Your task:
Retype the following lines without any alteration.

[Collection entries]
------------------------------------------------------------

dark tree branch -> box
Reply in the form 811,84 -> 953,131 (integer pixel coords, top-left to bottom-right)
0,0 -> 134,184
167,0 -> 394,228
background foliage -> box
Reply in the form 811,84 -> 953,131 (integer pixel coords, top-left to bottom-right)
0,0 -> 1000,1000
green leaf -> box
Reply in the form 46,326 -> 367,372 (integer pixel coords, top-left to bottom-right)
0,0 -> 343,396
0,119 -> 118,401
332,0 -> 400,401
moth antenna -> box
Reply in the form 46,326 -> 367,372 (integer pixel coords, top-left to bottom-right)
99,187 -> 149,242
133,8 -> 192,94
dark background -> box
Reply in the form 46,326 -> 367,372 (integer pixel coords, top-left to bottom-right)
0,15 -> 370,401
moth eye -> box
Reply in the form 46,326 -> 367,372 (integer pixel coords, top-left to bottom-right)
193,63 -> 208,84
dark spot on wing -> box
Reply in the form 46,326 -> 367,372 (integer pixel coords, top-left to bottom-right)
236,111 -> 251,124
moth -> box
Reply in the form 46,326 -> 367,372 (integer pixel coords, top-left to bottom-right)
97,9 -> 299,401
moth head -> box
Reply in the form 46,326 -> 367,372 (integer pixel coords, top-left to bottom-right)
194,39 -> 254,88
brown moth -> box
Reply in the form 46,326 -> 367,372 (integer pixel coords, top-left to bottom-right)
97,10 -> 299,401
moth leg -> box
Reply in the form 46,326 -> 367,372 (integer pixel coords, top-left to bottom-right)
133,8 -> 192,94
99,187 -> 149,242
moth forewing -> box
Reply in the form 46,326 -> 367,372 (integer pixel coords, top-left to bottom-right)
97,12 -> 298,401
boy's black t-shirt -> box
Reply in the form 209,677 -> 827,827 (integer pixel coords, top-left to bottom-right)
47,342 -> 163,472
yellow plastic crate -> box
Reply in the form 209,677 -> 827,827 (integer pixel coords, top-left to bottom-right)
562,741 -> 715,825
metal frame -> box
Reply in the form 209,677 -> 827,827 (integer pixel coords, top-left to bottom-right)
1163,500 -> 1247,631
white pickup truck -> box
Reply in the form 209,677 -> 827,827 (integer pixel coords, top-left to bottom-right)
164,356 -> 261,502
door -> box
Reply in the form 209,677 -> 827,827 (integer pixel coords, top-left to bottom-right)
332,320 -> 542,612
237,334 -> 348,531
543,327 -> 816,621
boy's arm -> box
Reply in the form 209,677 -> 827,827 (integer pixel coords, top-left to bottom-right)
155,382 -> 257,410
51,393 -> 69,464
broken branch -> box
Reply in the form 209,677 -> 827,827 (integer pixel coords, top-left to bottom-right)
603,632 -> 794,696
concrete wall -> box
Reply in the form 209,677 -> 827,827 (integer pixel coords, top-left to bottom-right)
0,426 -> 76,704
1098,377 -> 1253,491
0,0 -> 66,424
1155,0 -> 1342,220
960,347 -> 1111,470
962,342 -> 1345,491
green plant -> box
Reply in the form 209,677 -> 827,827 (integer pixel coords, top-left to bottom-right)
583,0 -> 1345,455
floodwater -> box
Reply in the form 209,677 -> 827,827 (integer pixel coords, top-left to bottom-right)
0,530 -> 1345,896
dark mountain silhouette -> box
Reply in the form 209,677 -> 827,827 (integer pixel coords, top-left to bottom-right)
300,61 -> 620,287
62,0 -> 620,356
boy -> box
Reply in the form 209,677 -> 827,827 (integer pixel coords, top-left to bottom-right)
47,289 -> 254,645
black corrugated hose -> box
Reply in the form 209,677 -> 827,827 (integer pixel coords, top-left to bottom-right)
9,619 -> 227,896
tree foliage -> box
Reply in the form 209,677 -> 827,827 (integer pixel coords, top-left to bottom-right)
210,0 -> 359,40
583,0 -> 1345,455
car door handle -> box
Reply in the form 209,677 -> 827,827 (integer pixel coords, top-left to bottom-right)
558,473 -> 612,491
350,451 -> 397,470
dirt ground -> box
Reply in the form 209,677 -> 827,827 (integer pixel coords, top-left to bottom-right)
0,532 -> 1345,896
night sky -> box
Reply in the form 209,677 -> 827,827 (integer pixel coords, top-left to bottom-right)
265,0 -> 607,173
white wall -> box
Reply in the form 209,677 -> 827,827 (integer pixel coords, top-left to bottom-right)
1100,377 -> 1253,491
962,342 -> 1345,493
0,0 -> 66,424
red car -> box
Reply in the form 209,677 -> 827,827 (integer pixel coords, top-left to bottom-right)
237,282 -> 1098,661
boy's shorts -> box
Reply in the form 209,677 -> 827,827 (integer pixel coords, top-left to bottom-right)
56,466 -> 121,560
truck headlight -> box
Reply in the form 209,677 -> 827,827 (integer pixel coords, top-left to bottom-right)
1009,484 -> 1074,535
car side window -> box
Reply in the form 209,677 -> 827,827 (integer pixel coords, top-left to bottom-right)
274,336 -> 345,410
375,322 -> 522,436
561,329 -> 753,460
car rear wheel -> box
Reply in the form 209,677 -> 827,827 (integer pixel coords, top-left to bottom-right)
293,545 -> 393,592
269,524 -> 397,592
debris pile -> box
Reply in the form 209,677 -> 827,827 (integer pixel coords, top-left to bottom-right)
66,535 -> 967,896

------------------------------------------------------------

Solution to this task:
dark tree branch -> box
Reply in the form 811,84 -> 953,131 (integer pixel coords, top-left to bottom-right)
0,0 -> 134,184
167,0 -> 394,228
background foliage -> box
Reply in the form 811,84 -> 953,131 (integer pixel coords, top-left to bottom-right)
0,0 -> 1000,1000
green leaf -> box
Reply in the form 46,326 -> 367,372 (integer pixel coords, top-left to bottom-right)
0,0 -> 343,396
0,119 -> 118,401
332,0 -> 400,401
moth antenna -> box
Reply in the form 46,326 -> 367,372 (integer pixel coords, top-left to bottom-right)
99,187 -> 149,242
133,8 -> 192,94
dark background -> box
Reply in the form 46,326 -> 367,372 (integer pixel coords, top-left to bottom-right)
0,15 -> 370,401
moth eye -> box
Reply in the form 46,326 -> 367,372 (integer pixel coords, top-left to bottom-right)
193,63 -> 208,84
dark spot on wing -> box
Reply in the form 46,326 -> 367,372 (integer pixel coords, top-left to bottom-right)
236,111 -> 251,124
moth -> box
Reply in the form 46,326 -> 367,372 (integer pixel coords, top-left to bottom-right)
97,9 -> 299,401
moth head -> box
Reply in the form 46,326 -> 367,372 (integer pixel coords, top-left to bottom-right)
194,39 -> 254,88
brown moth -> box
Reply in the form 46,326 -> 367,372 (integer pixel coords, top-left to bottom-right)
97,10 -> 299,401
moth leg -> box
Reply in the form 46,326 -> 367,372 (integer pixel coords, top-left to bottom-right)
133,8 -> 192,94
99,187 -> 149,242
moth forewing -> box
Reply in the form 46,326 -> 367,372 (integer pixel coords, top-left to bottom-right)
97,12 -> 298,401
boy's black t-shirt -> box
Reply in the form 209,677 -> 827,827 (integer pixel coords, top-left to bottom-right)
47,342 -> 163,472
yellow plastic crate -> box
Reply in the form 209,677 -> 827,827 (integer pixel coords, top-left to bottom-right)
562,741 -> 715,825
metal frame -> box
Reply in the form 209,677 -> 827,827 (integer pixel coords, top-left to bottom-right)
1163,500 -> 1247,631
white pickup truck -> box
Reply in the form 209,677 -> 827,827 (integer pixel coords, top-left to bottom-right)
164,356 -> 261,502
door -> box
Reply in the form 209,677 -> 827,827 (integer pixel coords, top-left to bottom-right)
332,320 -> 542,612
237,334 -> 348,531
543,327 -> 816,621
boy's arm -> box
Reply in the form 209,677 -> 827,827 (integer pixel coords, top-left to bottom-right)
155,382 -> 257,410
51,393 -> 69,464
broken branch -> box
Reply in the form 209,677 -> 827,827 (integer pixel coords, top-left to bottom-right)
603,632 -> 794,696
concrete wall -> box
Reply in the form 209,677 -> 827,827 (integer pixel coords, top-left to bottom-right)
0,426 -> 76,704
1098,377 -> 1253,491
0,0 -> 66,424
1155,0 -> 1342,220
960,347 -> 1111,470
962,342 -> 1345,491
green plant -> box
Reply in the form 209,677 -> 827,827 (integer pixel coords, top-left to bottom-right)
583,0 -> 1345,455
floodwater -> box
Reply in the form 209,677 -> 827,827 (integer pixel coords, top-left to bottom-right)
0,530 -> 1345,896
dark mountain silhouette -> box
Reply in the form 209,677 -> 827,827 (integer pixel coords, top-left to bottom-right)
300,61 -> 620,287
62,0 -> 620,356
boy -> box
Reply in the form 209,677 -> 827,827 (integer pixel coords, top-left to bottom-right)
47,289 -> 254,645
black corrugated hose -> box
Reply in the form 209,677 -> 827,827 (integer pixel coords, top-left to bottom-right)
9,619 -> 227,896
tree foliage -> box
Reply in the form 209,677 -> 827,827 (integer pixel coords, top-left to bottom-right)
210,0 -> 359,40
583,0 -> 1345,455
car door handle -> box
Reply in the form 209,677 -> 827,827 (integer pixel coords, top-left to bottom-right)
558,473 -> 612,491
350,451 -> 397,470
dirt ground -> box
Reply in the form 209,677 -> 827,827 (integer pixel coords, top-left to bottom-right)
0,532 -> 1345,896
night sky -> box
Reply in the form 209,677 -> 827,827 (integer pixel coords, top-left to bottom-right)
265,0 -> 607,173
white wall -> box
Reply in the form 209,677 -> 827,827 (integer pixel coords, top-left to bottom-right)
1100,377 -> 1253,491
962,342 -> 1345,493
0,0 -> 66,424
red car -> box
Reply in the form 209,677 -> 827,827 (integer pixel coords, top-left to bottom-right)
237,282 -> 1098,661
boy's shorts -> box
Reply in the form 209,677 -> 827,827 (integer pixel coords, top-left to bottom-right)
56,466 -> 121,560
truck headlight -> box
Reply in the form 209,677 -> 827,827 (integer pixel coords, top-left to bottom-right)
1009,484 -> 1074,535
car side window -> box
Reply in the form 209,677 -> 827,827 (integer pixel coords, top-left to bottom-right)
274,336 -> 345,410
375,322 -> 522,436
561,329 -> 753,460
car rear wheel -> box
Reply in the form 209,677 -> 827,827 (integer pixel coords, top-left to bottom-right)
293,545 -> 393,592
269,524 -> 397,592
debris pile -> box
Reply in the form 209,677 -> 827,827 (integer pixel coords, top-left to bottom-right)
66,535 -> 967,896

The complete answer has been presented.